-- start Extract --

I set up a few users on my SQL Server 2022 instance.

CREATE LOGIN User1 WITH PASSWORD = 'Demo12#1'
CREATE USER User1 FOR LOGIN User1
GO
CREATE LOGIN User2 WITH PASSWORD = 'Demo12#2'
CREATE USER User2 FOR LOGIN User2
GO
CREATE LOGIN User3 WITH PASSWORD = 'Demo12#3'
CREATE USER User3 FOR LOGIN User3
GO
I then created a schema that one of them owned. Under this schema, I added a table with some data.
CREATE SCHEMA MySchema AUTHORIZATION User1
GO
CREATE TABLE Myschema.MyTable(myid INT)
GO
INSERT MySchema.MyTable
(
    myid
)
VALUES
(1), (2), (3)

-- end Extract --
-- start Raw data --

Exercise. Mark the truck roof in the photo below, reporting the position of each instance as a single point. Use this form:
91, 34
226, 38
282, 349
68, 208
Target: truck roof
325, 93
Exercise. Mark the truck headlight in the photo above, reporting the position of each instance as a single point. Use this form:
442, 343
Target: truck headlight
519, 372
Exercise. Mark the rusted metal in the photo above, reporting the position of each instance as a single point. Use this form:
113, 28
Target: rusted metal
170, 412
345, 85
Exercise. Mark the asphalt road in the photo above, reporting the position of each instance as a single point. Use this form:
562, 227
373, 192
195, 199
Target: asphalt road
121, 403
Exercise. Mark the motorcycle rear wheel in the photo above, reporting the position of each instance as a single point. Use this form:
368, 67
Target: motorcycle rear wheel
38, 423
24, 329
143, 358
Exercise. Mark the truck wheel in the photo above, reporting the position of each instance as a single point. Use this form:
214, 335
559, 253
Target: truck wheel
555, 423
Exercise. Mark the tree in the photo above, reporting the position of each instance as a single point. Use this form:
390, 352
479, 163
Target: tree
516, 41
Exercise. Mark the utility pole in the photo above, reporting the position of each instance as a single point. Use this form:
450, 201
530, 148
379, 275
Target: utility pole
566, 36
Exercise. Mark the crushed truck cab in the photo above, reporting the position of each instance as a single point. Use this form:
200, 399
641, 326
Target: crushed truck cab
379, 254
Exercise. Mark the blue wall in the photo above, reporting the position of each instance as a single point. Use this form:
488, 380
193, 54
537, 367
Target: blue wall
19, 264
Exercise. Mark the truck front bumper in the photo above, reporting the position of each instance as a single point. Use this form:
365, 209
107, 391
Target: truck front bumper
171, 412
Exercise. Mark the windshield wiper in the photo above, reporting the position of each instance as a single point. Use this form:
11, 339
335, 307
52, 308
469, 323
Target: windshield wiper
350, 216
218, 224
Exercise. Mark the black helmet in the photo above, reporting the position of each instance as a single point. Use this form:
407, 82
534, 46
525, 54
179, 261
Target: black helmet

-- end Raw data --

Carry on with the SQL Server schema walkthrough, not the lines, picking up right after its last statement.

Task answer:
GO
SELECT * FROM MySchema.MyTable
GO
I granted rights and verified that User2 could access this table.
GRANT SELECT ON Myschema.MyTable TO User2
GO
SETUSER 'USER2'
GO
SELECT * FROM MySchema.MyTable
GO
This worked. Now, I move this schema to a new user.
ALTER AUTHORIZATION ON SCHEMA::Myschema TO User3;
GO
What happens with this code?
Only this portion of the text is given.